### [WORK REQUIRED]
Rewrite the data from its start through the line containing "[223,136,290,207]", changing "boat service sign" to "service sign" and leaving everything else as it is. Omit the pictures from your answer.

(Coordinate annotation data)
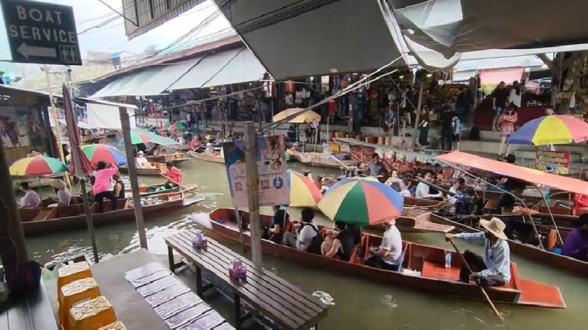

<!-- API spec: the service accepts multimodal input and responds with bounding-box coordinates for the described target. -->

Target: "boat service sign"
[0,0,82,65]
[223,136,290,207]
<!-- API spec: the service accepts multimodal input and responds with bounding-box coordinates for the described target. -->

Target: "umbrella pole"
[80,177,100,263]
[118,107,148,250]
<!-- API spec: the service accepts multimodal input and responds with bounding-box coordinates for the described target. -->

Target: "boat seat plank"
[165,231,328,329]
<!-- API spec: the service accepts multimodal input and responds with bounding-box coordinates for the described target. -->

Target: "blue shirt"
[455,232,510,283]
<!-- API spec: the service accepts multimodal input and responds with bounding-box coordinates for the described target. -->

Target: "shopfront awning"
[167,48,243,90]
[435,151,588,195]
[202,48,267,87]
[215,0,406,80]
[92,57,202,98]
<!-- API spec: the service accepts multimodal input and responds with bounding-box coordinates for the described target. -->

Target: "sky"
[0,0,233,72]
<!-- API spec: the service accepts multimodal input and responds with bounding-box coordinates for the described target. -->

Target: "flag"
[63,84,94,176]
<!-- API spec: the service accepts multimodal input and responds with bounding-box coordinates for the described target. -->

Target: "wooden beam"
[0,143,28,265]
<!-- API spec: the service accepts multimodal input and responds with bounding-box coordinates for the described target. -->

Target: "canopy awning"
[202,48,267,87]
[215,0,406,80]
[435,151,588,195]
[92,57,202,98]
[167,48,243,90]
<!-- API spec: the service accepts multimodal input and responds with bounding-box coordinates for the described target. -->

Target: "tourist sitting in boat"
[112,173,125,199]
[415,171,443,199]
[135,151,152,168]
[445,218,510,287]
[562,213,588,261]
[19,181,41,209]
[49,179,71,206]
[364,220,402,270]
[92,161,118,213]
[263,205,290,244]
[283,207,323,254]
[165,162,183,189]
[321,221,355,261]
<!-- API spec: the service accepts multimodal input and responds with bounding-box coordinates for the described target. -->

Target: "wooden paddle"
[160,173,196,195]
[448,238,504,321]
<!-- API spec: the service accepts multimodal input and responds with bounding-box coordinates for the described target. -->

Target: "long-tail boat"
[19,192,204,236]
[210,209,566,308]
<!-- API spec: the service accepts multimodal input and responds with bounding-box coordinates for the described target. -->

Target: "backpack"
[300,223,323,254]
[470,126,480,141]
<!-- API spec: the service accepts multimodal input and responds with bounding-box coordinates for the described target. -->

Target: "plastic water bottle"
[445,251,451,268]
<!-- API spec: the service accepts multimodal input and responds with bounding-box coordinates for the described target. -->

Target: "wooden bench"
[165,231,328,329]
[0,282,57,330]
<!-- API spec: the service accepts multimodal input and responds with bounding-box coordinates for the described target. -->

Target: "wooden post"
[43,65,72,188]
[118,107,148,249]
[245,121,262,268]
[0,143,28,266]
[412,81,425,147]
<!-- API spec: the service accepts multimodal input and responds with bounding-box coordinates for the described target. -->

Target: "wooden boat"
[188,151,225,164]
[210,209,566,308]
[386,207,455,233]
[125,183,198,197]
[287,149,357,169]
[146,152,191,166]
[19,192,204,236]
[430,214,588,276]
[119,162,167,176]
[82,135,106,144]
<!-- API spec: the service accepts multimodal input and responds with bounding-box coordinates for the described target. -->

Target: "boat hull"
[22,192,204,236]
[430,214,588,277]
[210,209,565,308]
[188,151,225,164]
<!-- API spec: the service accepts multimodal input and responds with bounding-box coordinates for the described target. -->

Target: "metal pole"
[0,143,28,267]
[412,81,425,147]
[43,65,72,188]
[245,121,262,268]
[118,107,148,249]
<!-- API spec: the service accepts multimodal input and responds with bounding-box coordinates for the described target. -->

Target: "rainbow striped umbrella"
[508,115,588,146]
[10,156,69,176]
[286,170,323,207]
[318,179,404,226]
[82,144,127,166]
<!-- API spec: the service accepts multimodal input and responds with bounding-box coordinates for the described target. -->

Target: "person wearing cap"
[364,220,402,270]
[49,179,71,206]
[561,213,588,261]
[445,218,510,287]
[135,151,151,168]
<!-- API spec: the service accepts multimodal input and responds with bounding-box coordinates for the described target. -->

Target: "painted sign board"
[0,0,82,65]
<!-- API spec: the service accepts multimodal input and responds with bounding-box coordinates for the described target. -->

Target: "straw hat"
[480,218,508,239]
[49,179,65,190]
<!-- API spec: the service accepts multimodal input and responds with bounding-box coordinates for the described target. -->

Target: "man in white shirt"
[365,220,402,271]
[414,172,443,199]
[283,207,322,254]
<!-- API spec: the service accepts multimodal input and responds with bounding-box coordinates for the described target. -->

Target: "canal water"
[27,160,588,329]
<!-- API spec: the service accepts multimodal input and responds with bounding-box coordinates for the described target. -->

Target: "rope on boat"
[312,291,335,306]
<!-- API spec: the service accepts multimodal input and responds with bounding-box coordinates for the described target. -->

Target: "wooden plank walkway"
[165,231,329,329]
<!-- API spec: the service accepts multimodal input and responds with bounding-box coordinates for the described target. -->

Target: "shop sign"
[223,135,290,207]
[0,0,82,65]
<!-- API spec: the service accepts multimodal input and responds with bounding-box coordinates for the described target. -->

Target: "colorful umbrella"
[272,108,321,124]
[119,127,178,146]
[508,115,588,146]
[165,121,188,131]
[286,170,323,207]
[10,156,69,176]
[318,180,404,226]
[76,144,127,166]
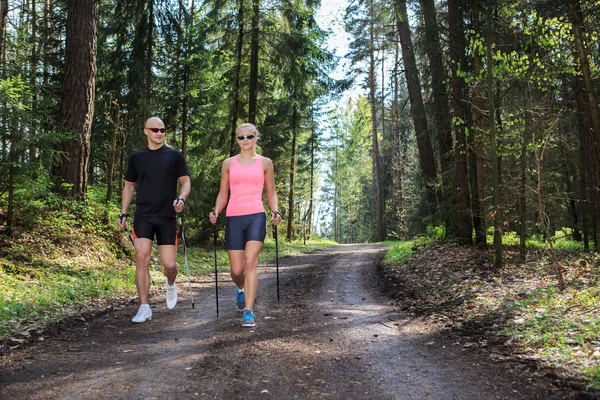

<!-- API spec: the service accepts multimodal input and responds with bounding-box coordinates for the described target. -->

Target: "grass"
[386,235,600,390]
[384,237,433,265]
[0,191,336,341]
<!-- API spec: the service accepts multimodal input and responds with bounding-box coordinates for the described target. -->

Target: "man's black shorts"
[133,215,177,246]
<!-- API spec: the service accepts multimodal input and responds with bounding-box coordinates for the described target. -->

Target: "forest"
[0,0,600,265]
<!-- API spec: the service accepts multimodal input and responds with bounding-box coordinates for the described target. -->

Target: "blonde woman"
[209,123,281,327]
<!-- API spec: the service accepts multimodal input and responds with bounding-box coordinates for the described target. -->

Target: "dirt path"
[0,245,580,399]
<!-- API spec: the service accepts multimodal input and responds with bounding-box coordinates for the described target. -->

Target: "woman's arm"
[263,157,281,225]
[209,158,231,224]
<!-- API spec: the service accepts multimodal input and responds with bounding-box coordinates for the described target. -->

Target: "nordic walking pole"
[273,224,279,304]
[179,214,194,308]
[213,224,219,318]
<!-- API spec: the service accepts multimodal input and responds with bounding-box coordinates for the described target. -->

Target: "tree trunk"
[486,12,503,269]
[568,0,600,252]
[56,0,99,199]
[106,100,121,211]
[145,0,154,105]
[28,0,40,161]
[471,0,487,248]
[229,0,244,157]
[396,0,437,220]
[287,107,298,242]
[448,0,473,246]
[578,134,590,251]
[369,0,385,242]
[248,0,258,124]
[391,10,405,239]
[0,0,8,66]
[519,79,531,263]
[306,110,318,240]
[420,0,452,237]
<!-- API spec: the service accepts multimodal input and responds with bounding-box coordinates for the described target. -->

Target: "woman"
[209,123,281,326]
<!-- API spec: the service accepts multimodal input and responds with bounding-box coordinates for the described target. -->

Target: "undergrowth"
[384,236,600,390]
[0,188,335,342]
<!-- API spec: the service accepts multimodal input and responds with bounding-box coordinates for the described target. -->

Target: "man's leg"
[158,244,179,285]
[134,238,152,304]
[158,244,179,310]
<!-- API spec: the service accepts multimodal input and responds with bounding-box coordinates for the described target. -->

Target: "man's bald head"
[144,117,165,128]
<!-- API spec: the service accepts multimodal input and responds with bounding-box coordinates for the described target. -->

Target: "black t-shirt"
[125,145,190,218]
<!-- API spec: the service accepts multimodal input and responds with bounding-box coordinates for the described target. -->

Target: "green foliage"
[383,237,435,265]
[500,228,583,251]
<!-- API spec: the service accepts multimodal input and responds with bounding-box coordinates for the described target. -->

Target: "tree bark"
[396,0,437,220]
[448,0,473,246]
[486,12,504,269]
[106,100,121,208]
[420,0,458,237]
[229,0,244,157]
[369,0,385,242]
[56,0,99,199]
[248,0,258,123]
[287,107,298,242]
[145,0,154,105]
[568,0,600,252]
[0,0,8,66]
[391,5,405,239]
[471,0,487,248]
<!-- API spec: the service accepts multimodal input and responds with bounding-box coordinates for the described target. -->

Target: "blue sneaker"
[242,310,256,326]
[235,288,246,311]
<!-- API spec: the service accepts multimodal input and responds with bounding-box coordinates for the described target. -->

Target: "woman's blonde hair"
[235,122,260,137]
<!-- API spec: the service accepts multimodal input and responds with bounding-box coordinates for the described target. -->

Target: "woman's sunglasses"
[146,128,166,133]
[238,135,256,140]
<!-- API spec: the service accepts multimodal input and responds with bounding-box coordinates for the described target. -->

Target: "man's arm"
[117,181,135,228]
[173,175,192,213]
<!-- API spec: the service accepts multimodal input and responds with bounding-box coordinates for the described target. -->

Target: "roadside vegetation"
[383,232,600,390]
[0,189,335,344]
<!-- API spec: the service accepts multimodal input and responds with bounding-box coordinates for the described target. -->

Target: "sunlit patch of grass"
[384,237,433,265]
[0,260,135,339]
[502,286,600,387]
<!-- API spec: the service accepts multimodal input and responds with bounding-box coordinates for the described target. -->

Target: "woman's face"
[237,128,258,149]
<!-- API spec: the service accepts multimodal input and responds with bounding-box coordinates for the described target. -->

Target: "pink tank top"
[225,156,265,217]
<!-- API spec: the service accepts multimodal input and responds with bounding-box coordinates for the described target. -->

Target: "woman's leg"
[243,240,263,310]
[227,250,246,289]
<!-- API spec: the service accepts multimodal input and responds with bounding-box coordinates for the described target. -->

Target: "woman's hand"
[208,210,219,225]
[271,211,283,226]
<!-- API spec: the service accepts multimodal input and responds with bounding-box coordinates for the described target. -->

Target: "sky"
[316,0,350,79]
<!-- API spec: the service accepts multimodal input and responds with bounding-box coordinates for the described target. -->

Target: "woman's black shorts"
[133,215,177,246]
[225,212,267,250]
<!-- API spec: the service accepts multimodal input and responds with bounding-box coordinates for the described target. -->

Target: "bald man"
[117,117,191,323]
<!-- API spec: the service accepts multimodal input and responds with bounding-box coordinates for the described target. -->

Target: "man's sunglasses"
[146,128,167,133]
[238,135,256,140]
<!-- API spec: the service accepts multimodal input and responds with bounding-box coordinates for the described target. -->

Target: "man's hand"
[173,197,185,213]
[117,213,129,229]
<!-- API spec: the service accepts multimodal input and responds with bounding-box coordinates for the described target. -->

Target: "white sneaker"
[165,279,177,310]
[131,304,152,324]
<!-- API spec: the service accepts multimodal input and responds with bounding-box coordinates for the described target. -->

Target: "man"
[117,117,191,323]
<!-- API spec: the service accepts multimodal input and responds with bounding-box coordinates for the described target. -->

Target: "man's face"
[144,121,165,144]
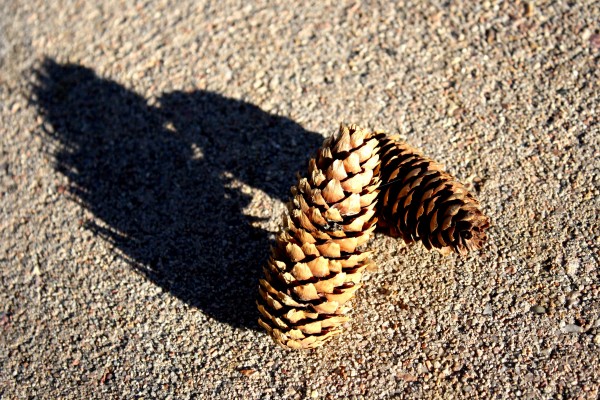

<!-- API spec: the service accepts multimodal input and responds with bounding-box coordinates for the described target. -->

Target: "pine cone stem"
[375,133,490,255]
[257,125,379,349]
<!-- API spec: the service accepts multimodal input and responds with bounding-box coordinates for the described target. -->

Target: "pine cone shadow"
[32,59,322,329]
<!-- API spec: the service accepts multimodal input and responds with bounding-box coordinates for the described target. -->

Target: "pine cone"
[257,125,379,349]
[375,133,490,255]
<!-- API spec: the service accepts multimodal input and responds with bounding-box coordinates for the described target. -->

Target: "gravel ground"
[0,0,600,399]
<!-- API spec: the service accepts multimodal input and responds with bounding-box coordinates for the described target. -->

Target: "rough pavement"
[0,0,600,399]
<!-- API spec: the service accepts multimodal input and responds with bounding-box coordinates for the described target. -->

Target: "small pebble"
[531,305,546,314]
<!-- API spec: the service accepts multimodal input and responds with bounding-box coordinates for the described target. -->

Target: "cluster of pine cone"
[257,125,489,349]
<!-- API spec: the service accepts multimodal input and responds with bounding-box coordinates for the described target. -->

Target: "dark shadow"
[32,59,322,328]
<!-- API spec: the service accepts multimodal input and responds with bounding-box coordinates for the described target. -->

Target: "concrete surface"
[0,0,600,399]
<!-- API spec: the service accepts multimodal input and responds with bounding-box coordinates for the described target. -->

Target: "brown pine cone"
[257,125,379,349]
[375,133,490,255]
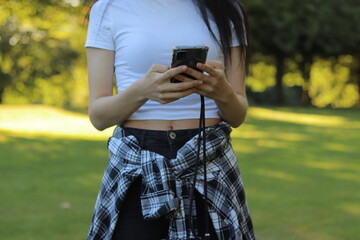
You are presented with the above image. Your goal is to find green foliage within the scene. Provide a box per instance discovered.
[0,0,85,106]
[243,0,360,107]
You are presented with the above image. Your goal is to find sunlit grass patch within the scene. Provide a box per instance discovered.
[0,106,360,240]
[0,105,113,141]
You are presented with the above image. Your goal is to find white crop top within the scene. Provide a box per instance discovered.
[85,0,246,120]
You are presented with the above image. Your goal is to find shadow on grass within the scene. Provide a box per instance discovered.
[232,109,360,240]
[0,108,360,240]
[0,132,108,240]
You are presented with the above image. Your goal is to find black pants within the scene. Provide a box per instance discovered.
[112,128,217,240]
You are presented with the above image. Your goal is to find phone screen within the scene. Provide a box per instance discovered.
[171,45,209,83]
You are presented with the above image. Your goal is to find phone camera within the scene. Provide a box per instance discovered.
[176,51,187,60]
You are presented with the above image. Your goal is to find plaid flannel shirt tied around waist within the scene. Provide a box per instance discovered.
[87,122,255,240]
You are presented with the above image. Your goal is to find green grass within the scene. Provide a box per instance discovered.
[0,106,360,240]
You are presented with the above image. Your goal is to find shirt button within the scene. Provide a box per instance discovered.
[169,132,176,140]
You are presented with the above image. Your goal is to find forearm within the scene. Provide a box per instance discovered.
[89,82,147,131]
[215,91,248,128]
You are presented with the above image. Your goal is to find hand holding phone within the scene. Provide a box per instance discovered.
[171,45,209,83]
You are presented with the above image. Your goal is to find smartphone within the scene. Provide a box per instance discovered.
[171,45,209,83]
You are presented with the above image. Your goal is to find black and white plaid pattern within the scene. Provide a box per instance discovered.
[87,122,255,240]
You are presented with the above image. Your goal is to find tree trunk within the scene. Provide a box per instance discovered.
[299,54,313,106]
[273,53,285,106]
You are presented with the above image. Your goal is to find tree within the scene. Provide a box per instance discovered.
[0,0,78,103]
[244,0,360,104]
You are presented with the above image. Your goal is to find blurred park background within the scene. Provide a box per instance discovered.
[0,0,360,240]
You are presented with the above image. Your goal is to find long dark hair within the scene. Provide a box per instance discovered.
[87,0,249,66]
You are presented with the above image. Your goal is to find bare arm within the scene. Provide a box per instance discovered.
[177,47,248,127]
[87,48,202,131]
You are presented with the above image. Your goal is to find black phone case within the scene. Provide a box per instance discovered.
[171,46,209,83]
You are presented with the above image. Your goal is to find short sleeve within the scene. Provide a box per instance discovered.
[85,0,115,50]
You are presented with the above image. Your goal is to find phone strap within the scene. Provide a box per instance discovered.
[189,95,210,240]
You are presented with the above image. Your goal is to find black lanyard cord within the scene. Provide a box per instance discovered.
[189,96,210,240]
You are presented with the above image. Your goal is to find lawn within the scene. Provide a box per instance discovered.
[0,106,360,240]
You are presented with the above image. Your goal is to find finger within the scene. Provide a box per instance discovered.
[196,63,221,77]
[150,64,170,73]
[163,66,188,79]
[174,74,195,82]
[206,60,225,70]
[158,80,203,93]
[185,68,209,82]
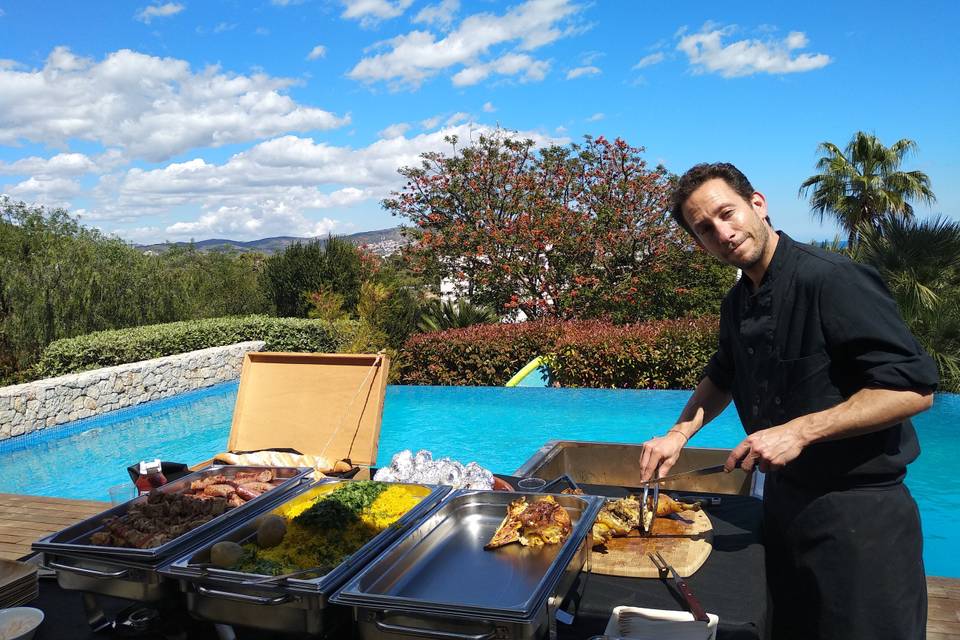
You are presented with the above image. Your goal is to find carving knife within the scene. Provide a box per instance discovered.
[644,464,740,484]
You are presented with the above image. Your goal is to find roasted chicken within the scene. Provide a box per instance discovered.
[592,493,700,547]
[484,496,573,549]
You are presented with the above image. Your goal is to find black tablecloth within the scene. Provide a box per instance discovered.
[30,476,769,640]
[536,485,769,640]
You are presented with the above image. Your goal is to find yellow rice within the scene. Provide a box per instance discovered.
[237,485,429,573]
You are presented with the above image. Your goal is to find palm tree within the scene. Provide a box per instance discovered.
[418,299,499,332]
[800,131,936,248]
[853,217,960,390]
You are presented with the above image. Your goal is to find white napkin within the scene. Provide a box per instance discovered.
[604,607,720,640]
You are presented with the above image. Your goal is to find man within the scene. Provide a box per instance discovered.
[640,163,937,640]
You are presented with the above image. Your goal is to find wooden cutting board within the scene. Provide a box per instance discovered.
[590,511,713,578]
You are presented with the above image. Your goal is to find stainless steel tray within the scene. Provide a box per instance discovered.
[160,479,450,634]
[332,490,603,619]
[32,465,313,565]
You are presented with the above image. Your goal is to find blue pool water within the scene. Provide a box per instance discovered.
[0,383,960,577]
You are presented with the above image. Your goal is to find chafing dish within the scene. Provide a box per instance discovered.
[513,440,763,496]
[331,490,603,640]
[33,466,312,602]
[160,480,450,637]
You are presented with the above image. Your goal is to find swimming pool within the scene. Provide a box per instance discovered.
[0,382,960,577]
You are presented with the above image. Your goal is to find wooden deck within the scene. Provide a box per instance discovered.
[0,493,110,560]
[0,493,960,640]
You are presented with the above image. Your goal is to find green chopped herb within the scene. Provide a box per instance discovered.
[293,480,387,531]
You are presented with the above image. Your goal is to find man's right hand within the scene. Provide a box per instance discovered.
[640,431,687,482]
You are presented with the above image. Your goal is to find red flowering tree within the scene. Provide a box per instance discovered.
[383,132,719,321]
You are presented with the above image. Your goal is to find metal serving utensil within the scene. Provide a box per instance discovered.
[640,466,660,536]
[647,551,710,622]
[243,568,330,585]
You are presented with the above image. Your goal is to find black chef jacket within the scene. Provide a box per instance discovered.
[706,232,938,489]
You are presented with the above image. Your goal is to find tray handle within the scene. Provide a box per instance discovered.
[196,584,293,607]
[374,613,497,640]
[47,562,130,578]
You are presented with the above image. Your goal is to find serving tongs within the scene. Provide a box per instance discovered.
[539,473,580,493]
[640,472,660,536]
[187,556,330,585]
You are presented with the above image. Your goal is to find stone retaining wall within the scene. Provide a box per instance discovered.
[0,341,264,440]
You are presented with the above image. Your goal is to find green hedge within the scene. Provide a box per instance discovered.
[34,316,357,378]
[400,317,718,389]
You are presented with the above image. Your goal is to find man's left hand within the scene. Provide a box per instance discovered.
[724,423,806,472]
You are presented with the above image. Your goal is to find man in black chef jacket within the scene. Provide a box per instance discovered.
[640,163,937,640]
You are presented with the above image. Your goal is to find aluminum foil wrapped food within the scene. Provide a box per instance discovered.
[373,449,493,489]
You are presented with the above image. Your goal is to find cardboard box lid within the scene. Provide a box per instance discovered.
[227,352,390,466]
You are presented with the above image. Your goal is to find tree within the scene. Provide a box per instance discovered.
[800,131,936,247]
[417,298,499,332]
[383,131,720,320]
[853,217,960,390]
[263,236,361,318]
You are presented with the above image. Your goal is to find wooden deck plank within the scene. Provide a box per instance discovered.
[0,493,110,560]
[0,493,960,640]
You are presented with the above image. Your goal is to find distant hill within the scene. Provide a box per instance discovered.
[135,227,405,255]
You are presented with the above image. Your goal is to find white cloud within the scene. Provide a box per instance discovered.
[348,0,580,87]
[0,153,97,178]
[134,2,183,24]
[377,122,410,139]
[451,53,550,87]
[420,115,443,129]
[677,24,831,78]
[411,0,460,29]
[633,51,666,69]
[340,0,413,27]
[85,124,566,241]
[445,111,470,127]
[3,177,82,208]
[0,47,350,161]
[567,65,600,80]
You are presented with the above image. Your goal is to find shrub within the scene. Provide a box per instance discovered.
[34,316,356,378]
[400,317,718,389]
[399,321,562,386]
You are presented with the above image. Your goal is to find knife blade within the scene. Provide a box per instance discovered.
[647,551,710,623]
[644,464,723,484]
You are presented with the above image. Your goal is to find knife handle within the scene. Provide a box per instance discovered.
[676,575,710,622]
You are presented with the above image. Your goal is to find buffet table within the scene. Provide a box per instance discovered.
[31,476,769,640]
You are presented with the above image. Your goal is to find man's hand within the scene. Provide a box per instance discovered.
[640,431,687,482]
[723,423,806,472]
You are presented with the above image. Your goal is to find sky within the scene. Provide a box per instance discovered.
[0,0,960,243]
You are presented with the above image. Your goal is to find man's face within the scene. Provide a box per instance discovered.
[682,178,771,273]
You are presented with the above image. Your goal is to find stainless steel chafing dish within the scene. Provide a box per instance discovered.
[160,480,450,637]
[331,490,603,640]
[33,466,312,602]
[513,440,763,496]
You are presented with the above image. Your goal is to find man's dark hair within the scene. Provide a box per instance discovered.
[670,162,756,237]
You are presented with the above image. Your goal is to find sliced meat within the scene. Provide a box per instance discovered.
[240,482,273,494]
[203,484,237,498]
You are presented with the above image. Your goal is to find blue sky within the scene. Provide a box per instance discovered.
[0,0,960,242]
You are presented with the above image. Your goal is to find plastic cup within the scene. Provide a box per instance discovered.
[517,478,547,491]
[107,482,140,506]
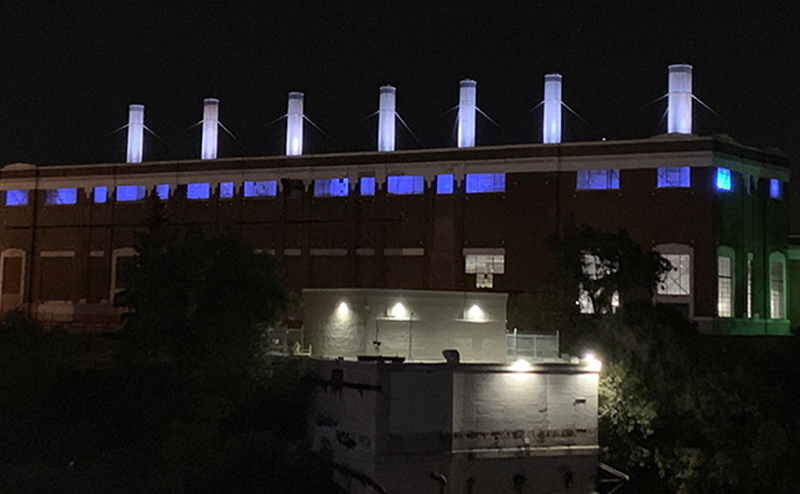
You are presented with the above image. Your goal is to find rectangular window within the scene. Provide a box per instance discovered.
[466,173,506,194]
[657,166,692,187]
[92,185,108,204]
[156,184,169,201]
[436,175,454,194]
[717,168,733,190]
[6,190,28,206]
[577,170,619,190]
[386,175,425,195]
[359,177,375,196]
[244,180,278,197]
[717,256,733,317]
[658,254,692,295]
[746,252,753,319]
[186,183,211,199]
[44,188,78,205]
[769,261,785,319]
[117,185,144,202]
[219,182,233,199]
[464,254,506,274]
[314,178,350,197]
[769,178,783,199]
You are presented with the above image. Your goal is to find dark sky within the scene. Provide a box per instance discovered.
[0,0,800,165]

### [TASK ANSWER]
<!-- API spec: the service accepts multimodal input and responds with bounding-box coordinates for the described target. -->

Target: "service sign"
[0,0,82,65]
[223,136,290,207]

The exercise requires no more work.